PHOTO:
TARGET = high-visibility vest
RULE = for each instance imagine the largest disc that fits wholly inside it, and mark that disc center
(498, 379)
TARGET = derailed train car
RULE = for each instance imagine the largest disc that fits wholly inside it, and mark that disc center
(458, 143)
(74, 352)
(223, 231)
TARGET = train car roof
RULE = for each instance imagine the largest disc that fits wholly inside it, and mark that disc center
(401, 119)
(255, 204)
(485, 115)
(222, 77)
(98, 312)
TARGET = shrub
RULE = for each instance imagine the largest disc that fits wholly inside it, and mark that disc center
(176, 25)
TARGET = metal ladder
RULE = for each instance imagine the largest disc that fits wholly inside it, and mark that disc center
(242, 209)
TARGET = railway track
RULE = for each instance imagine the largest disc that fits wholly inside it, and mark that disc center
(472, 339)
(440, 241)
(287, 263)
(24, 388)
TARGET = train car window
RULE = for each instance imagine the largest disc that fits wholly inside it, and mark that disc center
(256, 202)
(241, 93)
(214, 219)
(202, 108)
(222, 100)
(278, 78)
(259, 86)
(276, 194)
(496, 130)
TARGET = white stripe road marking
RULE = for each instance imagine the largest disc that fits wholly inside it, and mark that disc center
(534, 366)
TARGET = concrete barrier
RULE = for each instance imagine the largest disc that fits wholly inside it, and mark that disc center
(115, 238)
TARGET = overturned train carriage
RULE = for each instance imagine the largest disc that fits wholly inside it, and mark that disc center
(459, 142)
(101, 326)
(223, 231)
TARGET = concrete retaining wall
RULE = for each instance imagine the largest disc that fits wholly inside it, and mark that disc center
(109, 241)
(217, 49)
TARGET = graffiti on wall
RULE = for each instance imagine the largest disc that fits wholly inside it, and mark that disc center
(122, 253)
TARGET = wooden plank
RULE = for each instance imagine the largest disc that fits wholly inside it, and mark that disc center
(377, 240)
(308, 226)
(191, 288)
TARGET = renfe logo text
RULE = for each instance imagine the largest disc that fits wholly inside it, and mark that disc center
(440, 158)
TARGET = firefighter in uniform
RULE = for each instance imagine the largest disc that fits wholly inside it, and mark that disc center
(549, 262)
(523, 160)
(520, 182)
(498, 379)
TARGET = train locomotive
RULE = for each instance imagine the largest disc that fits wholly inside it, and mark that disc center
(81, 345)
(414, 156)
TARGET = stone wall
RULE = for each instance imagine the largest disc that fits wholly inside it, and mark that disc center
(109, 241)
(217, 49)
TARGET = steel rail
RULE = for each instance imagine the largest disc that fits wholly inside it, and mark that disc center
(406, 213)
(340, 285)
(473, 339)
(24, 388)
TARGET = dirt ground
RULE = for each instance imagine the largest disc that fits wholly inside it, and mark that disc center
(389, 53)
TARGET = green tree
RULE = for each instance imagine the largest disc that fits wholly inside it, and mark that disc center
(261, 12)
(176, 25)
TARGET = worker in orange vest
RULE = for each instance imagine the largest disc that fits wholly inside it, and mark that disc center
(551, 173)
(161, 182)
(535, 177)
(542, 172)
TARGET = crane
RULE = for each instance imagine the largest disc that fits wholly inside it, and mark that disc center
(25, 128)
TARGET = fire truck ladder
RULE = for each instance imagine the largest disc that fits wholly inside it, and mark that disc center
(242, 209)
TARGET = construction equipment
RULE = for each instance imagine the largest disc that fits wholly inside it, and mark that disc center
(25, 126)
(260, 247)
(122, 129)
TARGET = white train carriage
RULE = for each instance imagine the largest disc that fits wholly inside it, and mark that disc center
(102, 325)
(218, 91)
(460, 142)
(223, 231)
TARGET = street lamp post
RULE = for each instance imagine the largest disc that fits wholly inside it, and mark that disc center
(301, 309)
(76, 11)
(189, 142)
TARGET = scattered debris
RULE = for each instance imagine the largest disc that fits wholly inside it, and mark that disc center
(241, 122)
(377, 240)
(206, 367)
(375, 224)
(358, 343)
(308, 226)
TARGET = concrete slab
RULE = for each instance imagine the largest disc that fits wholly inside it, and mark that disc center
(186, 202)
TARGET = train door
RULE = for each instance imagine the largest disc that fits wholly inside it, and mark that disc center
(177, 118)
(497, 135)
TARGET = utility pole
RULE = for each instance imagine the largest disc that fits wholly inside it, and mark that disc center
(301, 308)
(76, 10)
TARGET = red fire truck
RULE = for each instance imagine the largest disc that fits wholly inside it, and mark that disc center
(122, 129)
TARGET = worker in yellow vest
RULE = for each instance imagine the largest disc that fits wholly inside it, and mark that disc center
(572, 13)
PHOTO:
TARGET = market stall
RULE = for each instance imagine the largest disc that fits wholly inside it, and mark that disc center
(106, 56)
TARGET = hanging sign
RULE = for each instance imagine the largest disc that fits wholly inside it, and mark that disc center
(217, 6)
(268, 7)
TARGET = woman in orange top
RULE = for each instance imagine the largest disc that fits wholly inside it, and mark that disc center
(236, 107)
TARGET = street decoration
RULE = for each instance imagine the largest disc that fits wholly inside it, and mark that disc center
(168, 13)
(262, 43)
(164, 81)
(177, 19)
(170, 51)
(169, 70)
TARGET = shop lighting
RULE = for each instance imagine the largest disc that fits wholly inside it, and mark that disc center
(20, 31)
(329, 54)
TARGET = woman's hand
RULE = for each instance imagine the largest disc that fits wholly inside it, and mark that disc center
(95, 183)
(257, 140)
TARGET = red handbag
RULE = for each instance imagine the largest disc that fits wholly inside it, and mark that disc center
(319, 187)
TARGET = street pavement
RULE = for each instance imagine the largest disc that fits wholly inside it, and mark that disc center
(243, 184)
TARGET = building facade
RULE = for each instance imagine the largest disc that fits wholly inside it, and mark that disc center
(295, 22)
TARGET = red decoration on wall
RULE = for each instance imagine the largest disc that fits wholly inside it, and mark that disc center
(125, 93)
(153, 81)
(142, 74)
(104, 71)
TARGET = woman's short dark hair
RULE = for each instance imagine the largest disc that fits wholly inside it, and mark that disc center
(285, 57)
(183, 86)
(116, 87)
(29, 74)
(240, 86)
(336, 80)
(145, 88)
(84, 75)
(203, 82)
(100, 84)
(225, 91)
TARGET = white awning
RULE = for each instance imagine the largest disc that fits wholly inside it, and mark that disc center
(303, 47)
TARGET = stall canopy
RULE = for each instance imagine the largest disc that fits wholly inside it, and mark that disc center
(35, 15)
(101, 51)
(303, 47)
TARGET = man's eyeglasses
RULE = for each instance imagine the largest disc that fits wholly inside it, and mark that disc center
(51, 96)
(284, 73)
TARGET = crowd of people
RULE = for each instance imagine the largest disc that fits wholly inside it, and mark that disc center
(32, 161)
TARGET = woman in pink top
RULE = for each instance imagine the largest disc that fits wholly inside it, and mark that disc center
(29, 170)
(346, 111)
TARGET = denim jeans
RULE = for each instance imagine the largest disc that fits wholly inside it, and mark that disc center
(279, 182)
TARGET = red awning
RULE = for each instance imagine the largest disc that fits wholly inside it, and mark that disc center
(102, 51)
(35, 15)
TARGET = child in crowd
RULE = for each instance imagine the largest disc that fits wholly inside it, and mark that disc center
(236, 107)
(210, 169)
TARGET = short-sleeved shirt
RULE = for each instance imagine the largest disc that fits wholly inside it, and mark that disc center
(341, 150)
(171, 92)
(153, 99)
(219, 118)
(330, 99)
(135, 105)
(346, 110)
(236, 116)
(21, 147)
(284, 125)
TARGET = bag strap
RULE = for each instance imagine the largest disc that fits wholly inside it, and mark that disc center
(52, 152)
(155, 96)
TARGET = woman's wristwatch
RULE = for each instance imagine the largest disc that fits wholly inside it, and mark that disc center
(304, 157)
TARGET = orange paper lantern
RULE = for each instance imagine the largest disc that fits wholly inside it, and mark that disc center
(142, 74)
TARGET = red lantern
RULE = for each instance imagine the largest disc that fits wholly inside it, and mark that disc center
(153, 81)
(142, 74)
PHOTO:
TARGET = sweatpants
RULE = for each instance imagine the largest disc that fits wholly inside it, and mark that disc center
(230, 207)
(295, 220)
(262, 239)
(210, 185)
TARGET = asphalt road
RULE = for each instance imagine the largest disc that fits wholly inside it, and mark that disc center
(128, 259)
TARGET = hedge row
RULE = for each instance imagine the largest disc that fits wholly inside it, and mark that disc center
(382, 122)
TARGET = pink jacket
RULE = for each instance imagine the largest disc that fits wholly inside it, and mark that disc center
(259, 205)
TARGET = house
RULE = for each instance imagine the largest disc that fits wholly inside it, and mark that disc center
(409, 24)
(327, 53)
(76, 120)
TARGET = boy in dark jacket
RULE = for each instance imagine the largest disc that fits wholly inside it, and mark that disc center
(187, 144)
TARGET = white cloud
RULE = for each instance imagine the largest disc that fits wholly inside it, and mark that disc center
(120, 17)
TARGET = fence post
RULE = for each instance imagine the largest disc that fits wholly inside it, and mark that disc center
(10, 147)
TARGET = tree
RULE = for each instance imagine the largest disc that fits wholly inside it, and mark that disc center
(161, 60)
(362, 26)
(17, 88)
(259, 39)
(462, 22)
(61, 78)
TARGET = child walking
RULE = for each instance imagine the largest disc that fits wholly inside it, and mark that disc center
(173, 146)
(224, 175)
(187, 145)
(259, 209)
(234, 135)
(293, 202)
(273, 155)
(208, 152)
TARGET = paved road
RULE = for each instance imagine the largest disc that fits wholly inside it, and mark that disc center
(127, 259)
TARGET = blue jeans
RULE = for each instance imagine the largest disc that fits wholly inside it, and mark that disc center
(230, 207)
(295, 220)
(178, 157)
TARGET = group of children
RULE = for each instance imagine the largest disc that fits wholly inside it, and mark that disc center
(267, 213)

● Task statement
Render the listing from the line containing "TARGET = child walking" through its last line, both included, as a JSON list of strings with one string per line and blank lines omitted.

● Full output
[
  "TARGET = child walking",
  "RULE = for each instance imagine the largest disc that fits wholly inside it, and mark that disc center",
  "(173, 146)",
  "(224, 175)",
  "(187, 145)",
  "(259, 209)",
  "(234, 135)",
  "(293, 202)",
  "(273, 155)",
  "(208, 152)",
  "TARGET = paved road",
  "RULE = for each instance imagine the largest disc that fits wholly inside it, and mark that disc center",
  "(127, 259)",
  "TARGET = blue jeans",
  "RULE = for each instance imagine the largest disc that fits wholly inside it, and mark that disc center",
  "(230, 207)",
  "(295, 220)",
  "(178, 157)",
  "TARGET = group of children",
  "RULE = for each instance imagine the largest disc that fits wholly inside it, and mark that disc center",
  "(267, 213)"
]